● **YOUR TASK**
Copy out every line of the data that contains the word "ornate".

::: RECORDS TO USE

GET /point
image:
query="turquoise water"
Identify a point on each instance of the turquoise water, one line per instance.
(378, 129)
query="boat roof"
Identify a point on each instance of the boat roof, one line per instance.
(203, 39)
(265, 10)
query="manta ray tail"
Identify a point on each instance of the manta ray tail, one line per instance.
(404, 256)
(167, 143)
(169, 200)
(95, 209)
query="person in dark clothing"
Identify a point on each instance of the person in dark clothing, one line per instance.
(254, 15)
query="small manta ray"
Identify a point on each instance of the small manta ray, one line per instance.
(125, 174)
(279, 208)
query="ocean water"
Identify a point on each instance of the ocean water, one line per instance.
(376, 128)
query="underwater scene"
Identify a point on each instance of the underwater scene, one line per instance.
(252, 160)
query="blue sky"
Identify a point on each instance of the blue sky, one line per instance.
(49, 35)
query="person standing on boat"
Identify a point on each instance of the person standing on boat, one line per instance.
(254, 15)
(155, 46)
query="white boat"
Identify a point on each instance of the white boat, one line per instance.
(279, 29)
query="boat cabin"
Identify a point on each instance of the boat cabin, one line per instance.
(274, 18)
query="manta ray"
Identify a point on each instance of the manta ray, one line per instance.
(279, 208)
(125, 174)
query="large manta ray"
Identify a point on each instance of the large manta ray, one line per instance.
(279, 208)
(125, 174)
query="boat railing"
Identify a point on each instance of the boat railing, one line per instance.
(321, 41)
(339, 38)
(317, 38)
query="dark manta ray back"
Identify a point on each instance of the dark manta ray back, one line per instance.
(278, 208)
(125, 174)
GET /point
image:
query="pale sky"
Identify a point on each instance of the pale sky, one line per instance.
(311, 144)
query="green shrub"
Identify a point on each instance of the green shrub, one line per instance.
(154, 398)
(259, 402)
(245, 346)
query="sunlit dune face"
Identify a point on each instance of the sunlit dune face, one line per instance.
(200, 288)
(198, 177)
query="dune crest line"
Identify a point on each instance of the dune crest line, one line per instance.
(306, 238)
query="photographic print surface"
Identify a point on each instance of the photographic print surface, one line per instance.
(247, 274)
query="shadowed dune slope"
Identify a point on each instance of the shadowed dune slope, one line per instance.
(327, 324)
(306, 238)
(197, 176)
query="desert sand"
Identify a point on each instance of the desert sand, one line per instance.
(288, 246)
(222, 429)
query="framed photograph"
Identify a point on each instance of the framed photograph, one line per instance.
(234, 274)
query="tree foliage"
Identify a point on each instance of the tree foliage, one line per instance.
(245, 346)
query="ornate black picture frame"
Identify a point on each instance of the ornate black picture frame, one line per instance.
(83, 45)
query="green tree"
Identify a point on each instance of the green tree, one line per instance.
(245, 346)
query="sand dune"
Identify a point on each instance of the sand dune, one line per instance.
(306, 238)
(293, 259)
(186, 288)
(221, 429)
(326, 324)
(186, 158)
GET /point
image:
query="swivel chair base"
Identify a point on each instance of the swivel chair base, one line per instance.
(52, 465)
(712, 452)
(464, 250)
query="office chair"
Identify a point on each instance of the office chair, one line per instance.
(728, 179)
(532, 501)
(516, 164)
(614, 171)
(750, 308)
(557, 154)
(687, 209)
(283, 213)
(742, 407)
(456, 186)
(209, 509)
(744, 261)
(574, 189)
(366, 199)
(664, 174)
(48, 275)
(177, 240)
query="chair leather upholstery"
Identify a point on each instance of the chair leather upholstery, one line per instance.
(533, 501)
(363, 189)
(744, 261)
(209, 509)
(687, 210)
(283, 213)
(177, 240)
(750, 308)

::::::
::: RECORDS TO USE

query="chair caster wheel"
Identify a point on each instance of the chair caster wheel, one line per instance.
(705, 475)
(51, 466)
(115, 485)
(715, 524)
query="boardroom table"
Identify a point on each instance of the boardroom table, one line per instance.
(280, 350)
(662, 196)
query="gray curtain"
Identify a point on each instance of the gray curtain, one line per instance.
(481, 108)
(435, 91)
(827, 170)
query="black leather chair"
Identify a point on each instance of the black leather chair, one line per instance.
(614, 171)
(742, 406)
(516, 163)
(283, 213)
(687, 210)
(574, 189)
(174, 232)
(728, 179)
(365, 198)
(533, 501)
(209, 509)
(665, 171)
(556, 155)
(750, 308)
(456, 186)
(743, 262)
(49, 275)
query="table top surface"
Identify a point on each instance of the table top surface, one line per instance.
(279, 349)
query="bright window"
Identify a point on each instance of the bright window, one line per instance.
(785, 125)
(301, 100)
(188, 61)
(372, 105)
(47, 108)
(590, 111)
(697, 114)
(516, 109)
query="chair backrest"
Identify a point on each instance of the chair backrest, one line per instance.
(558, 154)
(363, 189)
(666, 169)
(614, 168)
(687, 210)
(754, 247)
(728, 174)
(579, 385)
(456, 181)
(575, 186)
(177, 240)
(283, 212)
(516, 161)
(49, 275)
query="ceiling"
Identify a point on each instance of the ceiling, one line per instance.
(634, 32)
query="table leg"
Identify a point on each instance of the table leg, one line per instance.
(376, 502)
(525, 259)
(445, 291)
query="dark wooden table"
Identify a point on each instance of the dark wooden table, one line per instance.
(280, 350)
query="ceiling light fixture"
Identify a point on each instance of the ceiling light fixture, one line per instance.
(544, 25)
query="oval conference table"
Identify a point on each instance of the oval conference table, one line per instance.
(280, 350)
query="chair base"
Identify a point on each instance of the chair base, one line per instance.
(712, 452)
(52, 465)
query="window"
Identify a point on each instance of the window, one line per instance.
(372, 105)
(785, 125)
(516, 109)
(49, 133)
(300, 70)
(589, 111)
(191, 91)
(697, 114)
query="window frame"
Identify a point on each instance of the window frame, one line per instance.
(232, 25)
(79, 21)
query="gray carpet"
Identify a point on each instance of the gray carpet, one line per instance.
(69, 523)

::::::

● **WRITTEN SOLUTION**
query="ornate black picture frame"
Identify a point on each instance of the ornate black picture frame, one line per instance.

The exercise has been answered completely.